▶ **WORK INSTRUCTIONS**:
1. In the forum posts about the HD 2600 graphics card, what frame rate does the 7600 GT reach in Oblivion Benchmark #1?
2. Reproduce the part of the forum posts about the HD 2600 starting with "The point is" and going on through "hardware in general.".

▶ **PASSAGE GIVEN**:
:::

A true apples to apples comparison, oddly enough using nothing but Apples.

The HD 2600 is beaten not only by the last gen iMac, but also the MacBook Pro. So, for everyone defending the card, stop. Just stop.
 
And this is only at a modest 1280x800 resolution.

A true apples to apples comparison, oddly enough using nothing but Apples.

The HD 2600 is beaten not only by the last gen iMac, but also the MacBook Pro. So, for everyone defending the card, stop. Just stop.

It all depends on the game engine, I'd encourage people to just mess around with the VGA Charts on tomshardware.com

Oblivion Benchmark #1:

2600 XT = 23.0 FPS
8600 GT = 21.0 FPS
7600 GT = 14.5 FPS
 
It all depends on the game engine, I'd encourage people to just mess around with the VGA Charts on tomshardware.com

Oblivion Benchmark #1:

2600 XT = 23.0 FPS
7600 GT = 14.5 FPS

What is truly pathetic, people are arguing about FPS that are not even PLAYABLE. Try playing that game at 23FPS! Have fun!
 
What is truly pathetic, people are arguing about FPS that are not even PLAYABLE. Try playing that game at 23FPS! Have fun!

That is pretty bad, but that is an average, oblivion isn't that framerate dependent that it really ruins the experience, at lease when I have played it.

The point is all in comparing the numbers though, which is the point of the benchmarks.

In specific game nvidia hardware does better, imagine that. Games on the Doom 3 engine which are tailored towards nVidia, and Halo which originally launched on the Xbox, which was powered by an nVidia GPU.

Some games consistently perform better on specific brands, so such comparisons only help you see how it will run those games, not give you an overall picture of the hardware in general.
 
It all depends on the game engine, I'd encourage people to just mess around with the VGA Charts on tomshardware.com

Oblivion Benchmark #1:

2600 XT = 23.0 FPS
8600 GT = 21.0 FPS
7600 GT = 14.5 FPS

My friend what you give us is the 2600XT fps result when we all know that even if the graphics on new imac's are a 2600XT is undercloaked more towards to a 2600pro...
 
Certainly it was true for the iMac's Mobility X1600 was downclocked for heat reasons I believe. So reviews showing its performance was not really applicable for the iMac. The 8600GT is different from what the Macbook Pro has, but it does show it is a very good graphics card.

:::

▶ **EXTRACTED MATERIAL**:
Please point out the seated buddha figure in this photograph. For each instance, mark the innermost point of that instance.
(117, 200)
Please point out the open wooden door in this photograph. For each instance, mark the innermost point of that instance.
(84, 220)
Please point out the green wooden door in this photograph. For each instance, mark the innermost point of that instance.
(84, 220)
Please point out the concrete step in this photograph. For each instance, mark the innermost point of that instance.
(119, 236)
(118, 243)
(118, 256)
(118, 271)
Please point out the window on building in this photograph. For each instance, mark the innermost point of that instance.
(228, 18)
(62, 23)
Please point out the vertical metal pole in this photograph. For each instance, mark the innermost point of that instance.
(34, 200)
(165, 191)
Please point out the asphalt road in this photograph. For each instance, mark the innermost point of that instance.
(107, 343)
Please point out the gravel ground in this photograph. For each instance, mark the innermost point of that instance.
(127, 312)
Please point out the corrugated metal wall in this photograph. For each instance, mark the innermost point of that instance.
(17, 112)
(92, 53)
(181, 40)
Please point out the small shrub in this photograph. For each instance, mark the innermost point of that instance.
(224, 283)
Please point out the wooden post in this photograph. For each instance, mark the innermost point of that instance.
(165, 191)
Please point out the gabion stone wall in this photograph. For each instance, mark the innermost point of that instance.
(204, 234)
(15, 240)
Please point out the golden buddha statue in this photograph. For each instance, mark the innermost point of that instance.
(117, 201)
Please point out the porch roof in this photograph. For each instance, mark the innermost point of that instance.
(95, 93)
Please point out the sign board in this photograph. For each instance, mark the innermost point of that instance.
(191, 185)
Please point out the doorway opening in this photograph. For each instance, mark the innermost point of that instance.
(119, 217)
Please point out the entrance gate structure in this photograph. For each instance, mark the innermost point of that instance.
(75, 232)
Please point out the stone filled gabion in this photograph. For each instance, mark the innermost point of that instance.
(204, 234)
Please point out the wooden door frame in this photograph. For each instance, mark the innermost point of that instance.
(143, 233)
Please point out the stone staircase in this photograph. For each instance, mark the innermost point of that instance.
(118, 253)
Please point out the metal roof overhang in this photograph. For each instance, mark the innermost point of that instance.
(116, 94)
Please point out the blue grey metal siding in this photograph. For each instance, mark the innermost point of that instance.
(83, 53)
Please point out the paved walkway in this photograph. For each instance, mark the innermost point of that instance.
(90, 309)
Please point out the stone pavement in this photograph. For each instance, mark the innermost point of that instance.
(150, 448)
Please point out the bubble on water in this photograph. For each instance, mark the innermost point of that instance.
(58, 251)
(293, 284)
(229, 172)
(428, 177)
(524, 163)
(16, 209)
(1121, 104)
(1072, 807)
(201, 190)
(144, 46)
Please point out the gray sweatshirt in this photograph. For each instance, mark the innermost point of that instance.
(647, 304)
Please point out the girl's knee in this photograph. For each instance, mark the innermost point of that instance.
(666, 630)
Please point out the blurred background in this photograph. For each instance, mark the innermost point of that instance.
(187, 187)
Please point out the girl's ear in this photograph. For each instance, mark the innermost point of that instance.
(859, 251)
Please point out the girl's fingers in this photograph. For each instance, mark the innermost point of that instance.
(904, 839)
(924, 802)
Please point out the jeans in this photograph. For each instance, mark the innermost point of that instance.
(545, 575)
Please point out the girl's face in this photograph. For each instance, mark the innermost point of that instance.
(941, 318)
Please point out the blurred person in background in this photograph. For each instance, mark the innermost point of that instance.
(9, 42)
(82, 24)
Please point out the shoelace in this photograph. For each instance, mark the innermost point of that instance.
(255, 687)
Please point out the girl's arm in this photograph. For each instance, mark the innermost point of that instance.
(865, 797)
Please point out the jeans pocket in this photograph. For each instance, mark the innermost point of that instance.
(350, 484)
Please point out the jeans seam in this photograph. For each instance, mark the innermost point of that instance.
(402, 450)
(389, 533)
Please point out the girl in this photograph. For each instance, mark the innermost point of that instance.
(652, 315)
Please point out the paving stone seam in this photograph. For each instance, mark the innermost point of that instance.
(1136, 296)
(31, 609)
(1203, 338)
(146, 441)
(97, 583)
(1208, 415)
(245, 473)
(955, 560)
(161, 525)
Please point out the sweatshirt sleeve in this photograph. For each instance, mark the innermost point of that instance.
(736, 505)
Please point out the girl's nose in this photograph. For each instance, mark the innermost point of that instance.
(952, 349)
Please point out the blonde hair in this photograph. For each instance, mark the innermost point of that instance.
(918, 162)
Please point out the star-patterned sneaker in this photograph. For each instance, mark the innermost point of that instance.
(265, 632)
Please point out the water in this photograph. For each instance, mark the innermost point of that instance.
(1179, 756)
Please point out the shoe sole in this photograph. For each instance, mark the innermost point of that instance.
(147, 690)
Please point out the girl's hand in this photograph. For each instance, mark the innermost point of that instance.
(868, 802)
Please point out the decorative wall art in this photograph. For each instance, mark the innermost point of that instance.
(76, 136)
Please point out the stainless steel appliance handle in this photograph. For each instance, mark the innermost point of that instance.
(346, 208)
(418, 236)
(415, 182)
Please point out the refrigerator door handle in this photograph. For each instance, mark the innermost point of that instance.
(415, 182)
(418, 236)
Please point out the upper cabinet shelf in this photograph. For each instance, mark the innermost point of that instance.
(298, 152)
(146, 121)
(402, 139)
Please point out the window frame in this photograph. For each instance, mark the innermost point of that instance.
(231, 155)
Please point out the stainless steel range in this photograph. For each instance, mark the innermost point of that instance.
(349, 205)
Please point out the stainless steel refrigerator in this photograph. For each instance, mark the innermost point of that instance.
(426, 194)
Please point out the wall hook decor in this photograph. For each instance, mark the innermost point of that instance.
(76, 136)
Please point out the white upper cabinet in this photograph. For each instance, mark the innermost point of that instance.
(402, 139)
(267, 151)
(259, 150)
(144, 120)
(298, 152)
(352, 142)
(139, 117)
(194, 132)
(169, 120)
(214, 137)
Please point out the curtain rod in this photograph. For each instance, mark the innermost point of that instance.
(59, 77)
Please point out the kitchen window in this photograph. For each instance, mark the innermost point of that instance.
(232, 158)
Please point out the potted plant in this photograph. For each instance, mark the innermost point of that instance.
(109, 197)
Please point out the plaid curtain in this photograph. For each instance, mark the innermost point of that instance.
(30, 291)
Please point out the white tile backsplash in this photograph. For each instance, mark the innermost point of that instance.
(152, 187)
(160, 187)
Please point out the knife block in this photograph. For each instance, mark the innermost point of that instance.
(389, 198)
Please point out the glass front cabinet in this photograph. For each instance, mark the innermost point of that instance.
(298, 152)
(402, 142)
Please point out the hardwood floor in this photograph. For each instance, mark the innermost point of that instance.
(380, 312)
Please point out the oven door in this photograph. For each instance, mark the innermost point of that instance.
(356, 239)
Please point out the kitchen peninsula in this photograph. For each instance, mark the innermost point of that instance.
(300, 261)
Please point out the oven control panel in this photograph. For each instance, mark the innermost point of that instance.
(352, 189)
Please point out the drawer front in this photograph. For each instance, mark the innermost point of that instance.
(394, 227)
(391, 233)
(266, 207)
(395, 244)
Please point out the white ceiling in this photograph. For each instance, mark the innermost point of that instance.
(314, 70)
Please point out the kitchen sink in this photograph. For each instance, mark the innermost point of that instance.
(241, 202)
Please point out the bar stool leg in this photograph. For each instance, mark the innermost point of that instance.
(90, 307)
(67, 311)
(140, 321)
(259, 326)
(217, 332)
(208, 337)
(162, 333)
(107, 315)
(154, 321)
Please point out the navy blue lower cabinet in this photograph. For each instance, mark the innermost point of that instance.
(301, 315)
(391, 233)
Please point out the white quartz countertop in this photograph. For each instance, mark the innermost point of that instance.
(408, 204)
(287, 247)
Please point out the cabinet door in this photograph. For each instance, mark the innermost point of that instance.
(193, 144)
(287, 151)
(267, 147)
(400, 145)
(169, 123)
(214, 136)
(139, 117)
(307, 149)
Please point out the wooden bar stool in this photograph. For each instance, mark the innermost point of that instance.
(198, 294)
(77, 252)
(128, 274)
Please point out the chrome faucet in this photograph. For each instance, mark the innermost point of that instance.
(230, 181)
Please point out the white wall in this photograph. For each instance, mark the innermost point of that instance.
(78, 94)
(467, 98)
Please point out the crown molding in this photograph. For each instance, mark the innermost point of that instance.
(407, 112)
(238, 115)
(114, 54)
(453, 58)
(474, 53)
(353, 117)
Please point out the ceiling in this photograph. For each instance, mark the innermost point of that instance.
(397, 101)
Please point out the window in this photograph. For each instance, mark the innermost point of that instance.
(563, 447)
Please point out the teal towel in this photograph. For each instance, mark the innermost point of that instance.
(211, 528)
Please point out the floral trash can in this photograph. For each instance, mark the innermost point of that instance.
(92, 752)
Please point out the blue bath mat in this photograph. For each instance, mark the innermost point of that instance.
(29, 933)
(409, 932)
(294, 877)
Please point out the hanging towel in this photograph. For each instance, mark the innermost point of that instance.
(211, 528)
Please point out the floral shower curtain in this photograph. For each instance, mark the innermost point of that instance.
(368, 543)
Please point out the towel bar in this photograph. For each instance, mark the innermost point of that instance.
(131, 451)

:::

▶ **RESPONSES TO THE TASKS**:
1. 14.5 FPS

2.
The point is all in comparing the numbers though, which is the point of the benchmarks.

In specific game nvidia hardware does better, imagine that. Games on the Doom 3 engine which are tailored towards nVidia, and Halo which originally launched on the Xbox, which was powered by an nVidia GPU.

Some games consistently perform better on specific brands, so such comparisons only help you see how it will run those games, not give you an overall picture of the hardware in general.